- **Task**: Only the lines from the line holding "Target: rolled oats on cookie surface" to the last line should be output, each exactly as given.

- **Position annotation records**:
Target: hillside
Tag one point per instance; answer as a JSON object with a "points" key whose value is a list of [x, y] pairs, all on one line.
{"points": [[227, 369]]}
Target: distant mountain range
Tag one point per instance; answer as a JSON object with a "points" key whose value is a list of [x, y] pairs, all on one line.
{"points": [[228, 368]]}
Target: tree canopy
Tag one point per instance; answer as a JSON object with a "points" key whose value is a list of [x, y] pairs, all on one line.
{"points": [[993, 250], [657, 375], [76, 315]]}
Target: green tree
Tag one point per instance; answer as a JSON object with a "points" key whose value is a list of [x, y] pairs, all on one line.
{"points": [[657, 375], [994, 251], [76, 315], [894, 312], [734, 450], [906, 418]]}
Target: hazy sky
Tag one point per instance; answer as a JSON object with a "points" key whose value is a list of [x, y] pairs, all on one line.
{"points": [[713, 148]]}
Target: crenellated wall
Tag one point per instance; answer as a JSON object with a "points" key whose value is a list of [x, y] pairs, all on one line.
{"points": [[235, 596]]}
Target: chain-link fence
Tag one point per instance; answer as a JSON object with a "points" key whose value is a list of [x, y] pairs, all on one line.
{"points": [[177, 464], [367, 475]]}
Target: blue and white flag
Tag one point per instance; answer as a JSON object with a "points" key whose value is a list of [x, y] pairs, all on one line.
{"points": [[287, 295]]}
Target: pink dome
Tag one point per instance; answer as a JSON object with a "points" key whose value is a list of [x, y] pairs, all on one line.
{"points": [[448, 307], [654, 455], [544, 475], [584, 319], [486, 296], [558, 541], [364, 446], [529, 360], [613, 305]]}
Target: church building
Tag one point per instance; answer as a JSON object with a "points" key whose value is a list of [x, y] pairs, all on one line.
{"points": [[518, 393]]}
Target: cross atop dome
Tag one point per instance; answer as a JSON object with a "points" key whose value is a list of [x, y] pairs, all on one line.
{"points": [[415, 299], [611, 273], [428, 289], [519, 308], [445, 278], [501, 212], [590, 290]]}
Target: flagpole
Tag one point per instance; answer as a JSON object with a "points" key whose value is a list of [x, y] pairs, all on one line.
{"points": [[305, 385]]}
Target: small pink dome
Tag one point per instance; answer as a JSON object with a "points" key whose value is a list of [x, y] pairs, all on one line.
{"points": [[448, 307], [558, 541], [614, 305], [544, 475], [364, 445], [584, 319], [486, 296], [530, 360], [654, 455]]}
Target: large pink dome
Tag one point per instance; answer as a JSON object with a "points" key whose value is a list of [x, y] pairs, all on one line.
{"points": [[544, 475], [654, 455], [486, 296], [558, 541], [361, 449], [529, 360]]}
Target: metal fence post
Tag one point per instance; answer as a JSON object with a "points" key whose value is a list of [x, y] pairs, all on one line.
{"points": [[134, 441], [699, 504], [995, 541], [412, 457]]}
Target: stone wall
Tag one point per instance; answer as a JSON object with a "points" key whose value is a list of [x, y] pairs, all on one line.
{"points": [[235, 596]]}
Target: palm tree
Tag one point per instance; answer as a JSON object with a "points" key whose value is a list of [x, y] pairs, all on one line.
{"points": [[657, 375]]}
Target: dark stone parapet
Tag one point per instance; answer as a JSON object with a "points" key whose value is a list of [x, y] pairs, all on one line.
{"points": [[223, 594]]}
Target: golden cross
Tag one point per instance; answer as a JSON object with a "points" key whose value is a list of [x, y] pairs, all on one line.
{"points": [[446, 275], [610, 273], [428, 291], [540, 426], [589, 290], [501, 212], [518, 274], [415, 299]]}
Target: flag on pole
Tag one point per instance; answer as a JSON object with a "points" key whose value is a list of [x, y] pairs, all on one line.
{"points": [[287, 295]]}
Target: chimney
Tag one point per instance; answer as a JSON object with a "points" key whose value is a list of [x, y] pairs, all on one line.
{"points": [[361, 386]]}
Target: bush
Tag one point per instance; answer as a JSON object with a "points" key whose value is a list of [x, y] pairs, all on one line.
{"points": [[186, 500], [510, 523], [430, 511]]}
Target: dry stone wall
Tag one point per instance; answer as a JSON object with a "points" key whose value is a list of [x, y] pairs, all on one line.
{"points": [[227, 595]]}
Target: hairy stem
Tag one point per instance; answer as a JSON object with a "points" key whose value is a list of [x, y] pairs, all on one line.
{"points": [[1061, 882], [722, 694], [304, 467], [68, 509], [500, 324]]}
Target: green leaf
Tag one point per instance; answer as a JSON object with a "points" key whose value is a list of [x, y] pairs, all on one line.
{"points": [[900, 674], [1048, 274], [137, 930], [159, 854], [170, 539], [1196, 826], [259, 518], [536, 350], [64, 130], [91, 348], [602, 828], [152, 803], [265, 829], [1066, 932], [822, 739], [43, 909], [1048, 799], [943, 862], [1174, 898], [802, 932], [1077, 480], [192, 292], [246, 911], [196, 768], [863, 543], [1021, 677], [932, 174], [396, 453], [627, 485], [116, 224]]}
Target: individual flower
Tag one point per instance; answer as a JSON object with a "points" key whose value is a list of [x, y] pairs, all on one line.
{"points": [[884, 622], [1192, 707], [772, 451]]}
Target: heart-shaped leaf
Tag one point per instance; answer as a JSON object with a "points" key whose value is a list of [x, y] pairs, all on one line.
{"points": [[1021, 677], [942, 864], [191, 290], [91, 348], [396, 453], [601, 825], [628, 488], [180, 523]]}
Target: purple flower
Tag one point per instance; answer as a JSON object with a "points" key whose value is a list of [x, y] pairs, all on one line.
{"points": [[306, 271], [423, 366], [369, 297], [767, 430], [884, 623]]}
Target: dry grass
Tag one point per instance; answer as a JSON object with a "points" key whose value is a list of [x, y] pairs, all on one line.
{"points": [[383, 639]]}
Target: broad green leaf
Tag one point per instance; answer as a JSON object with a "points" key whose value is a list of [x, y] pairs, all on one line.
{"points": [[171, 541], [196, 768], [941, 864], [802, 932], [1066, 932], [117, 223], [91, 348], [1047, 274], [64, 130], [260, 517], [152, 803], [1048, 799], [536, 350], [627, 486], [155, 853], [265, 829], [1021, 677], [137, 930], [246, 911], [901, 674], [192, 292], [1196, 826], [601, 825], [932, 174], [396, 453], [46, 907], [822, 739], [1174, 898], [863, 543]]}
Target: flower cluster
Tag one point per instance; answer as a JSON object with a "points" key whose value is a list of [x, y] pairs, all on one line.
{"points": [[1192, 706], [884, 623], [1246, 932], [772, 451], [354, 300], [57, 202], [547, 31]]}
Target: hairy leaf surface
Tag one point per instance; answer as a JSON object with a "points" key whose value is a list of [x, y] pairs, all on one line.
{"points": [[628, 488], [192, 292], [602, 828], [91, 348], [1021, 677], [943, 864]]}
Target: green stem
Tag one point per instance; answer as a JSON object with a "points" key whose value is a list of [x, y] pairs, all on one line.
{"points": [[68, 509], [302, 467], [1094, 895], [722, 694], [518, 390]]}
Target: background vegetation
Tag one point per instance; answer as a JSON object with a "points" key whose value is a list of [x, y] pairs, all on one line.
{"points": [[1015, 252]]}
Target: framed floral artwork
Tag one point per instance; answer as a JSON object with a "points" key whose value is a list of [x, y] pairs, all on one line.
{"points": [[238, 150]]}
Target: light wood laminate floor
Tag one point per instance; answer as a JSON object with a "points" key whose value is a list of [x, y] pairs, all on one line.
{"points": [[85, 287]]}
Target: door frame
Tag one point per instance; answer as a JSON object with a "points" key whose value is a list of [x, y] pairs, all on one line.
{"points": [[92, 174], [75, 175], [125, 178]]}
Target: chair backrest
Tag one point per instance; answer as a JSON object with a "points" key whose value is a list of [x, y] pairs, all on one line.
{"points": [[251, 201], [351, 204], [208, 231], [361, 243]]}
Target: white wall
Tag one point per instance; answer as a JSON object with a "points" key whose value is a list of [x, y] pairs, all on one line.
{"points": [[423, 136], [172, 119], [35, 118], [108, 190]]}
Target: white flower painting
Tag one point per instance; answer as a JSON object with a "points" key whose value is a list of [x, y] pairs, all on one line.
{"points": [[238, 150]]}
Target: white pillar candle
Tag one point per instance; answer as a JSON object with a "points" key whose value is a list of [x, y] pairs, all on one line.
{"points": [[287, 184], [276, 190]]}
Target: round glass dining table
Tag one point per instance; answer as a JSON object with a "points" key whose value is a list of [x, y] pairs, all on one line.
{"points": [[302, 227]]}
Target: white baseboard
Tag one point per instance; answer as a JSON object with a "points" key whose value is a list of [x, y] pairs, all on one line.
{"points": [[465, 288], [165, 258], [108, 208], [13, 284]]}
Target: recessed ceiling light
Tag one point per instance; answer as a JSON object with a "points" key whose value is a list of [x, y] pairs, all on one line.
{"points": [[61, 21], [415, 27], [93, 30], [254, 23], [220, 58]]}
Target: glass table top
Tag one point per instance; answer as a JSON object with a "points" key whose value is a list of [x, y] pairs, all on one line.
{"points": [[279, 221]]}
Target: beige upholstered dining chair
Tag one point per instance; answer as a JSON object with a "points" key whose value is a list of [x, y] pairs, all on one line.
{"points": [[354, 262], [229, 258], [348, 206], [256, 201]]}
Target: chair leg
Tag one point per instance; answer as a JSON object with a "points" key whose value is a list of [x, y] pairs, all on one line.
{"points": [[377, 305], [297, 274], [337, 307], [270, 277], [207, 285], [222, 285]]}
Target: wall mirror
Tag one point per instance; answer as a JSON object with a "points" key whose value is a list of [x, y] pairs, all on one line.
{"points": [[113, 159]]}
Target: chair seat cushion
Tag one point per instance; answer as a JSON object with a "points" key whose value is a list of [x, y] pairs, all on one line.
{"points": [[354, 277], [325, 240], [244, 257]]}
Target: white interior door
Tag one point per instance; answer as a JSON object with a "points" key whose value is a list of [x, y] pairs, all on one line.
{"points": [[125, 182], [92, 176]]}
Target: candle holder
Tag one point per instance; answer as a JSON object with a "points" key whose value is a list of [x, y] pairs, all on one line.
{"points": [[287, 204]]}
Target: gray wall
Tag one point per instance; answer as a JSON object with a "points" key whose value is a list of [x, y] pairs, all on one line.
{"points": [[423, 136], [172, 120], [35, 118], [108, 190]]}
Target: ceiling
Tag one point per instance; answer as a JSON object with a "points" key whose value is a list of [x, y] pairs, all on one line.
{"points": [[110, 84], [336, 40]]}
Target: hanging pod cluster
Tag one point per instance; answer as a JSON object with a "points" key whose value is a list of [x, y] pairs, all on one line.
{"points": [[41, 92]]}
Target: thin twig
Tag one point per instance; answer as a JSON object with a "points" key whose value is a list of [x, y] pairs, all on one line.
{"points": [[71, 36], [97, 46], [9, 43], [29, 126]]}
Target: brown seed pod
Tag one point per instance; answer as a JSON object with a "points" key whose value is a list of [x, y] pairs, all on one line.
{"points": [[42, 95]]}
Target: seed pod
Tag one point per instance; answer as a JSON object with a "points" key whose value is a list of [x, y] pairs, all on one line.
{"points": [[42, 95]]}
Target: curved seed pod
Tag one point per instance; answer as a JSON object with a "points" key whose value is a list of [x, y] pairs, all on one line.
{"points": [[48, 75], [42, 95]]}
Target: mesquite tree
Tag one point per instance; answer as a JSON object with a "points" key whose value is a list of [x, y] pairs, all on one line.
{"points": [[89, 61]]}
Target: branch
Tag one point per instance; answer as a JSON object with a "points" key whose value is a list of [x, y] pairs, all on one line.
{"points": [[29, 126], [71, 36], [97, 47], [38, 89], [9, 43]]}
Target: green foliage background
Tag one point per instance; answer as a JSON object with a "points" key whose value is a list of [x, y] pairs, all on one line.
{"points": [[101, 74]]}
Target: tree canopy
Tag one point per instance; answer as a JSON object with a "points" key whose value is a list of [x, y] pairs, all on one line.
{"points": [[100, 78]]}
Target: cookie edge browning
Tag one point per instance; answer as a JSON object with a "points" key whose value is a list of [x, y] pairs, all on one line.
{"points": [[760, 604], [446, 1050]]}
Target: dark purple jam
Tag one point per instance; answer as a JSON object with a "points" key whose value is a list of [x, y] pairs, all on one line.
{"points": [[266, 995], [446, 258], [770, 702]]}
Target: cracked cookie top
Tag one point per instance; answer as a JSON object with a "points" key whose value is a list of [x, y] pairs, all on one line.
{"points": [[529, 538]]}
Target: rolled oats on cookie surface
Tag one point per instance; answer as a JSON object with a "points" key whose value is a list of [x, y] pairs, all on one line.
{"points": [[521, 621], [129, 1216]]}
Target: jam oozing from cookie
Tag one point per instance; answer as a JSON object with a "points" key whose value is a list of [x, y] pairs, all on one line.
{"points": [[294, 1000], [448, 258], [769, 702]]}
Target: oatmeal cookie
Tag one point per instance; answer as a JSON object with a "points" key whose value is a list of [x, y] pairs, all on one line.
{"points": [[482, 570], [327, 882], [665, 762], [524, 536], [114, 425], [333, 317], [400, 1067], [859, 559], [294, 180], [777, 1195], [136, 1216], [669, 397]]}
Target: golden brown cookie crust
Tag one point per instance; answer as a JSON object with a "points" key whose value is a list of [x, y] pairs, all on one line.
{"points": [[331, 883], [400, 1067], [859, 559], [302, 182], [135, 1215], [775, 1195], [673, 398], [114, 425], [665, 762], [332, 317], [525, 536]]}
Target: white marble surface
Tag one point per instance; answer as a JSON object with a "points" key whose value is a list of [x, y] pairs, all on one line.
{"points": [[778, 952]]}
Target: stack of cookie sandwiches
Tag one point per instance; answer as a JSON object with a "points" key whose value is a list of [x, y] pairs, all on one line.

- **Problem solution**:
Target: rolled oats on cookie surface
Tag one point per instance; answer as a JSON object with a "points" key whose value is a list of [x, y] pairs, all on one line.
{"points": [[521, 621], [129, 1216]]}
Target: jam oozing from cookie
Tag one point per instance; answer as a JSON object with a "points" key whose value is a list of [x, y] pairs, all on one line.
{"points": [[294, 1000], [448, 258], [769, 702]]}
Target: oatmeal cookie
Tag one point per instance; answer as a JSON object with a "points" key whose value is a list of [x, y] pairs, all on one line.
{"points": [[482, 570], [327, 882], [665, 762], [524, 536], [114, 425], [333, 317], [400, 1067], [859, 559], [294, 180], [777, 1195], [136, 1216], [669, 397]]}
Target: golden brown cookie crust
Tag one point per instance; answer as a JSON object with a "points" key whose value is a list of [x, y] pairs, all on one line.
{"points": [[331, 883], [400, 1067], [859, 559], [302, 182], [135, 1215], [775, 1195], [673, 398], [114, 425], [665, 762], [332, 317], [525, 536]]}
Target: white marble surface
Tag one point per instance; answer as a JSON object with a "points" key whose value is a list of [x, y] pairs, all on one line.
{"points": [[778, 952]]}
Target: stack of cookie sandwiches
Tag one point per instance; answer as a JSON object with a "points" key whose value is a list of [x, y] pairs, all on one line.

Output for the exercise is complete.